-- start Entries supplied --

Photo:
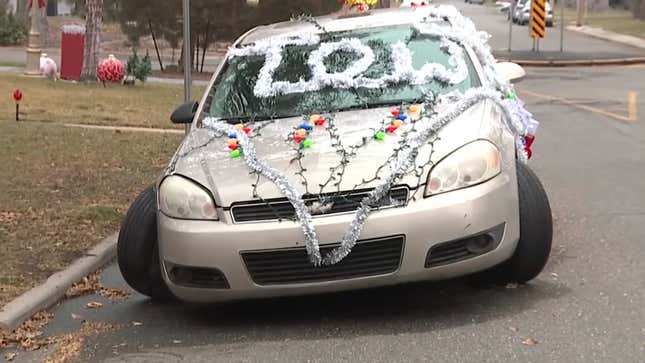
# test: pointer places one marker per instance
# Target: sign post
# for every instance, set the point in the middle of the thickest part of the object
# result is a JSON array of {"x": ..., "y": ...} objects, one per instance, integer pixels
[{"x": 538, "y": 20}]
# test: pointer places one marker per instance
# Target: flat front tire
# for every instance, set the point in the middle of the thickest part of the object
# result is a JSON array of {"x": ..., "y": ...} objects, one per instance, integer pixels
[
  {"x": 536, "y": 233},
  {"x": 137, "y": 248}
]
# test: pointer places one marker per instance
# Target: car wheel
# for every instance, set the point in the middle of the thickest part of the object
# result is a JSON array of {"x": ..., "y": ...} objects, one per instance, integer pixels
[
  {"x": 536, "y": 232},
  {"x": 137, "y": 249}
]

-- end Entries supplied --

→ What to produce:
Rewrite all the entries above with "thickest part" swapped for "widest part" and nothing else changed. Leave the pictures out.

→ Answer to the exercise:
Photo:
# test: pointer places one marker per instance
# Target: sign post
# for every instance, set the point in the middle of the widest part of the object
# result is a JSON array of {"x": ..., "y": ...} objects, one per instance, integer pixels
[{"x": 538, "y": 20}]
# test: pointer places one marker per instance
# Target: flat front tire
# for every instance, set the point in the middle of the widest part of the object
# result is a JSON array of {"x": ..., "y": ...} objects, one per instance, integer pixels
[
  {"x": 536, "y": 233},
  {"x": 137, "y": 248}
]
# test: pointer places one marker per instance
# Target: car wheel
# for every instance, set the point in the middle of the widest part of the object
# result is a JSON array of {"x": ..., "y": ...} objects, one per instance, integer pixels
[
  {"x": 536, "y": 232},
  {"x": 137, "y": 249}
]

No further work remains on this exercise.